→ **TASK**: Leaving nothing out, set down all the data exactly.

Records from a collection:
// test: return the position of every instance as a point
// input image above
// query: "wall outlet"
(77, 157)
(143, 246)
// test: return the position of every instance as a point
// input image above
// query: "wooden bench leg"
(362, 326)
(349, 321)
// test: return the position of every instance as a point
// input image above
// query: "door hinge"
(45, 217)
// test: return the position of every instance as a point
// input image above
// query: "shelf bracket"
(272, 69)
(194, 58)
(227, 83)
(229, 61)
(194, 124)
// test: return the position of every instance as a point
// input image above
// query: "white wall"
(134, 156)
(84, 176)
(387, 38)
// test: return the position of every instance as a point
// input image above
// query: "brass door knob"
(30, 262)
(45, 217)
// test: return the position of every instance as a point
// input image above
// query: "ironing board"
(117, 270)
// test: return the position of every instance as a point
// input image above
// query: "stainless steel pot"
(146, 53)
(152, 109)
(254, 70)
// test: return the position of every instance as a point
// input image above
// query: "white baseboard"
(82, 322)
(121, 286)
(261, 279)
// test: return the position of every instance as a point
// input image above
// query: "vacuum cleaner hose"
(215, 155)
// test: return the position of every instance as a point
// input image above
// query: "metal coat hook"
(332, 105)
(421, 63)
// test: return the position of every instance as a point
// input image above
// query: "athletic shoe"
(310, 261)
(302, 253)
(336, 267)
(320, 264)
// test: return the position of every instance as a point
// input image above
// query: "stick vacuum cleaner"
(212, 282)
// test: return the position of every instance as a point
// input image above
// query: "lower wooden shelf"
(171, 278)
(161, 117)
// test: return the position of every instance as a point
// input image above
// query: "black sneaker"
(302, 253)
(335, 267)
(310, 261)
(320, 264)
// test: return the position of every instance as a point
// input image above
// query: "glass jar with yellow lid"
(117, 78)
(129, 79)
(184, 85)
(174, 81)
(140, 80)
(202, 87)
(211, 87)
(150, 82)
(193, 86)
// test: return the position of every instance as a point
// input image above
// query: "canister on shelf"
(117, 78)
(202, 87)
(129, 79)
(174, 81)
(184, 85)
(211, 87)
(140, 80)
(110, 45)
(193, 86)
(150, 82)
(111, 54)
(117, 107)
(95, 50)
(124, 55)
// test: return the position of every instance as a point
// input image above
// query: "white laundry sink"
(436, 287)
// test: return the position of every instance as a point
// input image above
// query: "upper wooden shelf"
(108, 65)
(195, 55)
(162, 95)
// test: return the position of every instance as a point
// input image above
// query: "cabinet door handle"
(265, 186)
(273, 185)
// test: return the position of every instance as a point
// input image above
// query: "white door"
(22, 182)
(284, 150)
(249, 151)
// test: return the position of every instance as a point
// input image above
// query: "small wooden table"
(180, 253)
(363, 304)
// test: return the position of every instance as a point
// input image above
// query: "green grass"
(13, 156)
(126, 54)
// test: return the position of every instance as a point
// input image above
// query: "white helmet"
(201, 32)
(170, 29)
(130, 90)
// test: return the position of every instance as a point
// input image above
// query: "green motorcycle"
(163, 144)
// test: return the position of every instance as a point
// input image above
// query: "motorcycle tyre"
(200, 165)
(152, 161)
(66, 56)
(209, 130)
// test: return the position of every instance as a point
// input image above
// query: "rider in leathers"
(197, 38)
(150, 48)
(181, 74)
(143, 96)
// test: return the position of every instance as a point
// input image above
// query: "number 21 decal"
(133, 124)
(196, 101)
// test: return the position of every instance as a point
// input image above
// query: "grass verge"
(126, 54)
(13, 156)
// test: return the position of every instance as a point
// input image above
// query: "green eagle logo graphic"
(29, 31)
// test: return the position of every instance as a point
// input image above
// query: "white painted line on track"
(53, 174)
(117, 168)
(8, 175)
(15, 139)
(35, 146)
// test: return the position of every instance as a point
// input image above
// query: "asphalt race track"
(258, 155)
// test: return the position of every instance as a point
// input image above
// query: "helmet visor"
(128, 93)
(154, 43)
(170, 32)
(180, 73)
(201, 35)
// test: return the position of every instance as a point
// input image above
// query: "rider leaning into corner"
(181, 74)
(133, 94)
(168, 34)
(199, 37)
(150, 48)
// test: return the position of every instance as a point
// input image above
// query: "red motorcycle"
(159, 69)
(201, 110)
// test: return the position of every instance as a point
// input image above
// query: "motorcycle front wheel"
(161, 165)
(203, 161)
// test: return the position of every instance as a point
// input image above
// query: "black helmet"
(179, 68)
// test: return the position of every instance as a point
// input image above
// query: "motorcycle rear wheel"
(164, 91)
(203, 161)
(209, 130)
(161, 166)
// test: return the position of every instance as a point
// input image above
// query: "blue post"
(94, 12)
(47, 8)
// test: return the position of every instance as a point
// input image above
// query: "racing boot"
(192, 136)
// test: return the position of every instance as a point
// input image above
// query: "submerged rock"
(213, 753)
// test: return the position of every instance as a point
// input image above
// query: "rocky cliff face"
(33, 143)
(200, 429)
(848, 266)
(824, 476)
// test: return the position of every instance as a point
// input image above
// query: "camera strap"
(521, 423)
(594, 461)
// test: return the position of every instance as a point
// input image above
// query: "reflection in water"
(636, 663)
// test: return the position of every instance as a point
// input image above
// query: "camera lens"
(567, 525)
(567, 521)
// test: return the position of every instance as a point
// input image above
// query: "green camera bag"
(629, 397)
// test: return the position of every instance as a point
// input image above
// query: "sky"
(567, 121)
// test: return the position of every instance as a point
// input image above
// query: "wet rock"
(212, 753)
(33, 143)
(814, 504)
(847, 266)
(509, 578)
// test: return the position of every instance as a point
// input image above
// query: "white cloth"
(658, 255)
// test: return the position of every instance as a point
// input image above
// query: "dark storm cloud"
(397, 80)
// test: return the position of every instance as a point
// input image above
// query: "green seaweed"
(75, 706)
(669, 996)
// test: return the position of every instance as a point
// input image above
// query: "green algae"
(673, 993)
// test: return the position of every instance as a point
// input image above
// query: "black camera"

→ **ANSWER SPACE**:
// test: return the position of every instance as a point
// input image above
// query: "wall outlet"
(77, 157)
(143, 246)
// test: return the position of every instance as a point
// input image above
// query: "wooden bench leg"
(362, 326)
(349, 321)
// test: return the position of every instance as a point
// input image above
// query: "door hinge"
(45, 217)
// test: return the position of every instance as a point
// input image above
// query: "shelf bracket"
(272, 69)
(194, 58)
(227, 83)
(229, 61)
(194, 124)
// test: return the position of every instance as a point
// input image above
// query: "white wall"
(134, 156)
(84, 176)
(387, 38)
// test: return the position of every instance as a point
// input image above
// query: "brass door knob"
(30, 262)
(45, 217)
// test: return the position of every instance as a point
// input image above
// query: "ironing board"
(117, 270)
// test: return the position of every instance as a point
// input image above
// query: "stainless steel pot"
(146, 53)
(152, 109)
(254, 70)
// test: return the position of every instance as a point
// input image above
// query: "white baseboard"
(82, 322)
(121, 286)
(261, 279)
// test: return the position of every instance as a point
// input image above
// query: "vacuum cleaner hose"
(215, 155)
// test: return the position of every instance as a point
// input image above
// query: "metal coat hook"
(332, 105)
(421, 63)
// test: return the position of every instance as a point
// input image above
// query: "athletic shoe"
(310, 261)
(302, 253)
(336, 267)
(320, 264)
// test: return the position of every instance as a point
// input image above
// query: "stick vacuum cleaner"
(212, 282)
// test: return the position of every instance as a point
// input image above
// query: "lower wooden shelf"
(171, 278)
(161, 117)
// test: return the position of every instance as a point
// input image above
// query: "black sneaker"
(302, 253)
(335, 267)
(310, 261)
(320, 264)
// test: return the position of every instance as a point
// input image above
// query: "glass jar with yellow lid"
(117, 78)
(129, 79)
(184, 85)
(174, 81)
(140, 80)
(202, 87)
(211, 87)
(150, 82)
(193, 86)
// test: return the position of every instance as a point
// input image above
// query: "canister on shelf"
(117, 78)
(202, 87)
(129, 79)
(174, 81)
(184, 85)
(211, 87)
(140, 80)
(110, 45)
(193, 86)
(150, 82)
(111, 54)
(117, 107)
(95, 50)
(124, 55)
// test: return the position of every instance as a point
// input image above
// query: "white laundry sink"
(436, 287)
// test: return the position of every instance as a point
// input image above
// query: "upper wooden shelf"
(108, 65)
(195, 55)
(162, 95)
// test: return the position of every instance as a point
// input image above
// query: "cabinet door handle"
(265, 186)
(273, 185)
// test: return the position of every instance as a point
// input image above
// query: "white door"
(22, 182)
(284, 150)
(249, 151)
// test: return the position of every instance as a point
// input image above
// query: "small wooden table"
(180, 253)
(363, 304)
// test: return the position of every instance as a point
// input image above
// query: "green grass"
(13, 156)
(126, 54)
// test: return the position of every instance as a point
// input image above
// query: "white helmet"
(201, 32)
(170, 29)
(130, 90)
// test: return the position of every instance as a point
// input image above
// query: "green motorcycle"
(163, 144)
// test: return the position of every instance as a point
// input image above
// query: "motorcycle tyre"
(200, 165)
(152, 161)
(66, 56)
(209, 130)
// test: return the position of every instance as a point
// input image above
// query: "rider in leathers"
(197, 38)
(150, 48)
(181, 74)
(143, 96)
// test: return the position of every instance as a point
// input image above
// query: "number 21 decal"
(133, 124)
(196, 101)
// test: return the position of every instance as a point
// input image above
// query: "grass verge"
(126, 54)
(13, 156)
// test: return the position of every instance as a point
// input image above
// query: "green eagle logo graphic"
(29, 31)
// test: return the position of every instance as a point
// input image above
// query: "white painted line on track"
(53, 174)
(117, 168)
(8, 175)
(15, 139)
(35, 146)
// test: return the position of every instance as a point
// input image above
// query: "asphalt race track"
(258, 155)
// test: return the position of every instance as a point
// input image above
// query: "helmet visor"
(128, 93)
(154, 43)
(170, 32)
(180, 73)
(201, 35)
// test: return the position of every instance as a point
// input image above
// query: "rider leaning into corner"
(181, 74)
(133, 94)
(168, 34)
(199, 37)
(150, 48)
// test: return the position of every instance as a point
// input image above
// query: "red motorcycle"
(159, 69)
(201, 110)
// test: return the position of every instance as a point
// input image above
// query: "motorcycle front wheel"
(161, 165)
(203, 161)
// test: return the position of every instance as a point
// input image above
// query: "black helmet"
(179, 68)
// test: return the position of every instance as a point
// input image above
// query: "motorcycle rear wheel"
(164, 91)
(203, 161)
(209, 130)
(161, 166)
// test: return the position of every instance as a point
// input image above
// query: "blue post"
(94, 12)
(47, 8)
// test: return the position of every instance as a point
// input image above
// query: "racing boot"
(192, 136)
// test: return the position of every instance as a point
// input image above
// query: "submerged rock"
(213, 753)
// test: return the position of every instance as a point
// input image above
// query: "rocky cliff face"
(33, 143)
(200, 429)
(848, 266)
(824, 476)
// test: return the position of every instance as a point
// input image above
// query: "camera strap"
(521, 423)
(594, 461)
// test: return the position of every instance as a point
// input image above
// query: "reflection in water"
(636, 663)
// test: return the position of every instance as a point
// input image above
// query: "camera lens"
(567, 525)
(567, 521)
// test: return the position of every instance as a point
// input image above
// query: "green camera bag"
(629, 397)
// test: return the position of every instance as a point
// input image above
// query: "sky"
(567, 121)
// test: return the position of every instance as a point
// input image above
// query: "wet rock"
(212, 753)
(33, 143)
(814, 504)
(847, 266)
(509, 578)
// test: return the position of every instance as a point
// input image above
// query: "white cloth"
(658, 255)
// test: return the position of every instance as a point
// input image above
// query: "dark storm cloud"
(397, 80)
// test: return the position of every instance as a point
// input image above
// query: "green seaweed"
(75, 706)
(669, 996)
// test: return the position of every instance as a point
// input image above
// query: "green algae"
(673, 993)
// test: return the position of every instance as a point
// input image above
// query: "black camera"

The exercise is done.